### Instructions for the task
Set out the entries from the line containing "headlight in the photo above." through the end of the entries as a two-column CSV with the headers instruction and points. Give one row per entry, with its text and its answer each in a single quoted field and line breaks replaced by spaces.

### Material for the task
• • • • •

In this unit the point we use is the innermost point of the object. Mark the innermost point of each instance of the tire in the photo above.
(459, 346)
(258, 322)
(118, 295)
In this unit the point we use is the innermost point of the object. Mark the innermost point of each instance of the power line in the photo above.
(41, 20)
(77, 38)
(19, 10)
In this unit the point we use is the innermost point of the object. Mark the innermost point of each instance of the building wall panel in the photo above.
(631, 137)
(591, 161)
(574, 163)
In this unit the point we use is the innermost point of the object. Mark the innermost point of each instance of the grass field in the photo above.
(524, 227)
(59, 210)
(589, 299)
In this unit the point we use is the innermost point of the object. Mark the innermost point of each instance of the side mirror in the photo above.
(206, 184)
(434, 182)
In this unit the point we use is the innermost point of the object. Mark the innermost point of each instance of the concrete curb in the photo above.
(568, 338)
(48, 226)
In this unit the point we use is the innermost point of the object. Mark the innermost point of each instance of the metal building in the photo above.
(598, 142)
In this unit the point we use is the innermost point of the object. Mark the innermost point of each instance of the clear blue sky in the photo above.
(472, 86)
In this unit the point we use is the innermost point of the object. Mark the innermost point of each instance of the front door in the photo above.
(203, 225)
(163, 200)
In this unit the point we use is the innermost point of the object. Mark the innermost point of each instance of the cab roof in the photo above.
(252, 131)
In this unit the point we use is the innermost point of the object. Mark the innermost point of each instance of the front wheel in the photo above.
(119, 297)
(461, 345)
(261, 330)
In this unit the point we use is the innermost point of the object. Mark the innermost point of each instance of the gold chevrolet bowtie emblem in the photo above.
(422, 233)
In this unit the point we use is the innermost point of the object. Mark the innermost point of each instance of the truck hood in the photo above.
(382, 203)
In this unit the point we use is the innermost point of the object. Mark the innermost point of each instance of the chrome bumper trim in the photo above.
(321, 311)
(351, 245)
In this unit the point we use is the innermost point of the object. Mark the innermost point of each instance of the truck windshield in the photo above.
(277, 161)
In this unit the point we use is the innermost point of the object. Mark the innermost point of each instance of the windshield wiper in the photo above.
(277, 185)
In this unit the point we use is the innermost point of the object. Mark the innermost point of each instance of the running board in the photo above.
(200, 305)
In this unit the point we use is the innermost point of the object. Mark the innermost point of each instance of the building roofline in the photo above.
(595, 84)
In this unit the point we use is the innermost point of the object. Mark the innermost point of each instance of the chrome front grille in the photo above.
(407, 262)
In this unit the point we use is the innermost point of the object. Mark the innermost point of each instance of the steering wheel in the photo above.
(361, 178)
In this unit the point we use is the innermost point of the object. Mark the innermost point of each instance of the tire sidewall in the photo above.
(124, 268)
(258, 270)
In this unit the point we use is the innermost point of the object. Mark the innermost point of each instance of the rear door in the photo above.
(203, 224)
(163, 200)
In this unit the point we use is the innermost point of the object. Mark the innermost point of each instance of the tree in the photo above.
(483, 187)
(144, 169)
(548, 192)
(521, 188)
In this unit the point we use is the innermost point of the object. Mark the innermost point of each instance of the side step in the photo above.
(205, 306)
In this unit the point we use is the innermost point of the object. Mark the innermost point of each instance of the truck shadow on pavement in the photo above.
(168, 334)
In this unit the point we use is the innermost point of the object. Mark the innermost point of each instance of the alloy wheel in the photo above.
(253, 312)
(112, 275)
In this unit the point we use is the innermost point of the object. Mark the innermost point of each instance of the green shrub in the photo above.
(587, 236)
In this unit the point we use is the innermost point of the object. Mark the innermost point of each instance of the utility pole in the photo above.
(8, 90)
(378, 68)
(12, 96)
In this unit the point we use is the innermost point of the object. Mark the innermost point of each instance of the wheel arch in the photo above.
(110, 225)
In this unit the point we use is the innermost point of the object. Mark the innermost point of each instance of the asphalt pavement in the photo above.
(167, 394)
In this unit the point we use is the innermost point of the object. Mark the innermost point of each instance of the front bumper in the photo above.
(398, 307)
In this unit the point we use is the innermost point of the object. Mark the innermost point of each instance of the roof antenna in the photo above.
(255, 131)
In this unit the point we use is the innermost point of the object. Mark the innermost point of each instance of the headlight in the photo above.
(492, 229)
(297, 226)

• • • • •

### Result of this exercise
instruction,points
"In this unit the point we use is the innermost point of the object. Mark the innermost point of each instance of the headlight in the photo above.","(492, 229) (297, 226)"